Instructions for the task — List in full each line of the records below that contains the word "negative".

(Entries of collected data)
================================

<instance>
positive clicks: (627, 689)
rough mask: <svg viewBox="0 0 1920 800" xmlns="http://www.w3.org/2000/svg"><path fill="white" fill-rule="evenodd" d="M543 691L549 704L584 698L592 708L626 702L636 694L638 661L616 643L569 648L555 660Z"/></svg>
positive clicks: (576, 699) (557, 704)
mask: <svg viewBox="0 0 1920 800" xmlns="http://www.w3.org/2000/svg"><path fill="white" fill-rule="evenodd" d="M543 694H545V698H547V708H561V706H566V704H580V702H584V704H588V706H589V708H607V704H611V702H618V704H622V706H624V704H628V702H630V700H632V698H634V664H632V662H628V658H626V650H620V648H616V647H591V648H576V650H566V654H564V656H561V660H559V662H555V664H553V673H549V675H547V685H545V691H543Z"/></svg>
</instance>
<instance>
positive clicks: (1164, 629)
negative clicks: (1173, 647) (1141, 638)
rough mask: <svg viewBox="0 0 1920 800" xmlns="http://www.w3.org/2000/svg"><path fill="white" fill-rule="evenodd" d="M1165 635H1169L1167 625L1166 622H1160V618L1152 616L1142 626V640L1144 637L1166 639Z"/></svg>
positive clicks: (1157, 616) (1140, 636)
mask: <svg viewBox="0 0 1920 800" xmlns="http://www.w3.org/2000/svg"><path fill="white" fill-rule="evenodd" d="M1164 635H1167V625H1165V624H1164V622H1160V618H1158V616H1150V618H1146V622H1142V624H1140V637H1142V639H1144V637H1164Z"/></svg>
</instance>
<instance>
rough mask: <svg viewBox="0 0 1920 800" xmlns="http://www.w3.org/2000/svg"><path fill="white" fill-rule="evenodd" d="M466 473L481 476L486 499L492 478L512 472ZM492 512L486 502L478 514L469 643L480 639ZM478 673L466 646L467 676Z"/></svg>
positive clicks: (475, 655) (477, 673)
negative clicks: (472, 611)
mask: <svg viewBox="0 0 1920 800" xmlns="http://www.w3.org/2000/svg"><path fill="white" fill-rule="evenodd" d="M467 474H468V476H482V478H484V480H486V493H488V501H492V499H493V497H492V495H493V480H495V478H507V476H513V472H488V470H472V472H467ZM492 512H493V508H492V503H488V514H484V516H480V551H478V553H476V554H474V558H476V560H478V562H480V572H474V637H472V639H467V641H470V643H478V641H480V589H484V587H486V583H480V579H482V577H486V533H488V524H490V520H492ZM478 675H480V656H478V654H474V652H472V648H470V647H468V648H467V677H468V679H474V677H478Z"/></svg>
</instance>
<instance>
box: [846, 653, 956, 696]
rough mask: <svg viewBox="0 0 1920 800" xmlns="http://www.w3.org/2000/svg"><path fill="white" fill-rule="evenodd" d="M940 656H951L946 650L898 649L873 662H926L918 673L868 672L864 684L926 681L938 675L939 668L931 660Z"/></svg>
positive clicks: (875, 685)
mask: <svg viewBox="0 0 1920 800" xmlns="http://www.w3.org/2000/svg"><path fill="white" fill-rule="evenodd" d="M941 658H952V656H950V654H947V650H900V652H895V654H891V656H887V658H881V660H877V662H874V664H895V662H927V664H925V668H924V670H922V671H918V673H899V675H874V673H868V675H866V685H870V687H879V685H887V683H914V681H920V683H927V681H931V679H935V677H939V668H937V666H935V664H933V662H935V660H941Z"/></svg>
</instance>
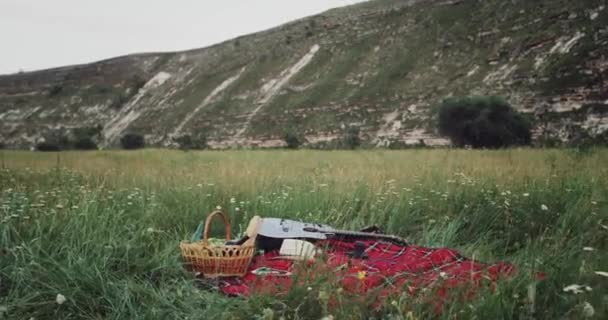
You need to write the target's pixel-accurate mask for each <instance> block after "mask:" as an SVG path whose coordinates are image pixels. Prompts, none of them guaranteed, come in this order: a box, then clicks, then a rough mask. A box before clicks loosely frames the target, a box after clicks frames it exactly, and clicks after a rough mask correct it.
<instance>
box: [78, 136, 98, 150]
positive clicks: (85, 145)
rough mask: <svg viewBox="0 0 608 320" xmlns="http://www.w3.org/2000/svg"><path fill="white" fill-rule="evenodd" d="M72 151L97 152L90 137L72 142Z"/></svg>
mask: <svg viewBox="0 0 608 320" xmlns="http://www.w3.org/2000/svg"><path fill="white" fill-rule="evenodd" d="M74 149H77V150H97V143H95V141H93V139H92V138H91V137H81V138H78V139H76V141H74Z"/></svg>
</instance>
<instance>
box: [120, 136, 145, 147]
mask: <svg viewBox="0 0 608 320" xmlns="http://www.w3.org/2000/svg"><path fill="white" fill-rule="evenodd" d="M120 145H121V146H122V148H123V149H127V150H135V149H141V148H143V147H145V146H146V141H145V139H144V137H143V136H142V135H140V134H137V133H127V134H125V135H124V136H122V138H120Z"/></svg>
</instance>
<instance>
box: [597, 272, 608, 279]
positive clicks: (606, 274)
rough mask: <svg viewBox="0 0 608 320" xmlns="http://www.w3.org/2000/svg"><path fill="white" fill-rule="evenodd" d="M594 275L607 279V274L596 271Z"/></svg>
mask: <svg viewBox="0 0 608 320" xmlns="http://www.w3.org/2000/svg"><path fill="white" fill-rule="evenodd" d="M595 274H597V275H598V276H602V277H607V278H608V272H604V271H596V272H595Z"/></svg>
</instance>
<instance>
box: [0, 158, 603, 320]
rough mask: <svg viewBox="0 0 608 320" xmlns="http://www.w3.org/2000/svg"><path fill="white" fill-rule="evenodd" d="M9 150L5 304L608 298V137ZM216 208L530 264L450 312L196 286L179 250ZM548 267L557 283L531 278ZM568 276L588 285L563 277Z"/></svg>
mask: <svg viewBox="0 0 608 320" xmlns="http://www.w3.org/2000/svg"><path fill="white" fill-rule="evenodd" d="M0 152H2V155H1V157H2V158H1V159H0V160H1V161H2V170H1V171H0V319H2V318H3V317H4V318H7V319H31V318H33V319H83V318H90V319H281V318H284V319H320V318H323V317H327V318H326V319H330V316H333V318H334V319H367V318H375V319H381V318H382V319H384V318H386V319H420V318H430V317H443V318H445V319H448V318H449V319H452V318H461V319H513V318H531V319H556V318H566V319H580V318H584V317H585V316H591V317H594V318H598V319H601V318H605V317H606V315H607V313H608V310H607V307H606V306H607V305H608V290H607V288H608V278H607V277H606V276H605V274H603V273H601V272H608V253H607V252H608V251H607V250H608V211H607V210H608V166H607V165H606V163H608V150H605V149H597V150H591V151H588V152H583V153H581V152H577V151H573V150H506V151H457V150H415V151H414V150H413V151H353V152H345V151H340V152H337V151H336V152H315V151H294V152H287V151H239V152H179V151H161V150H145V151H135V152H119V151H100V152H87V153H80V152H66V153H60V154H54V153H49V154H41V153H30V152H8V151H0ZM216 206H221V207H222V208H224V209H225V210H226V211H228V213H230V215H231V219H232V221H233V223H234V225H235V226H234V227H233V229H234V230H235V233H236V232H238V231H242V229H243V228H244V224H245V223H246V222H247V221H248V220H249V218H250V217H251V216H253V215H255V214H259V215H262V216H278V217H294V218H301V219H304V220H309V221H319V222H325V223H329V224H332V225H334V226H337V227H343V228H351V229H357V228H360V227H363V226H366V225H370V224H378V225H380V226H383V227H384V228H385V230H386V231H387V232H390V233H394V234H398V235H401V236H404V237H407V238H408V239H410V240H411V241H413V242H414V243H417V244H421V245H427V246H449V247H453V248H457V249H458V250H460V251H461V252H462V253H463V254H464V255H466V256H469V257H474V258H475V259H478V260H481V261H498V260H506V261H511V262H513V263H515V264H516V265H517V267H518V270H519V273H518V275H517V276H516V277H515V278H513V279H512V280H509V281H503V282H501V283H499V285H498V287H497V288H496V290H495V291H494V293H491V292H481V293H480V294H478V295H477V296H476V297H475V298H473V299H470V300H462V299H455V300H454V301H452V302H448V303H446V304H445V308H444V312H443V313H442V314H441V315H438V314H436V313H433V310H431V308H428V307H427V306H426V305H425V304H422V303H418V302H419V301H421V300H424V299H423V298H421V297H410V296H408V295H407V294H404V295H402V296H396V297H393V298H392V299H389V300H388V301H387V302H386V305H385V306H383V307H382V308H380V309H379V310H377V309H376V310H374V309H372V308H370V306H369V305H366V304H365V303H360V302H357V301H356V299H353V301H352V302H351V303H349V302H348V301H349V300H348V297H344V301H345V302H344V303H343V304H342V305H340V306H339V307H334V308H331V307H328V305H327V296H333V297H337V296H339V295H340V294H341V293H340V291H339V290H338V288H332V287H330V286H327V284H324V283H323V282H317V283H311V284H310V285H308V286H307V287H306V288H304V289H302V288H294V289H293V290H292V292H289V293H288V294H287V295H286V296H282V297H268V296H257V297H253V298H249V299H241V298H227V297H224V296H221V295H218V294H216V293H213V292H210V291H205V290H200V289H198V288H197V283H196V281H195V279H193V277H192V276H191V275H190V274H189V273H187V272H185V271H183V269H182V267H181V265H180V260H179V252H178V249H177V244H178V242H179V241H180V240H182V239H186V238H189V235H190V233H191V232H192V231H193V229H194V228H195V226H196V224H197V223H198V221H199V220H201V219H203V217H204V216H205V214H206V213H207V212H209V211H210V210H211V209H212V208H215V207H216ZM219 231H220V230H219V228H218V229H217V230H215V232H217V233H216V234H217V235H219ZM538 271H542V272H544V273H545V274H546V279H545V280H544V281H536V280H534V277H533V276H532V275H533V274H534V273H536V272H538ZM597 272H600V273H599V274H598V273H597ZM573 284H578V285H581V286H582V288H581V289H580V291H581V292H580V293H578V294H575V293H574V292H571V291H569V292H565V291H564V288H566V287H568V286H570V285H573ZM308 287H310V289H309V288H308ZM58 295H61V296H59V298H58ZM62 297H65V301H63V299H61V298H62ZM58 302H62V303H58ZM370 304H371V302H370Z"/></svg>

================================

Solution —
negative clicks: (1173, 647) (1141, 638)
negative clicks: (472, 611)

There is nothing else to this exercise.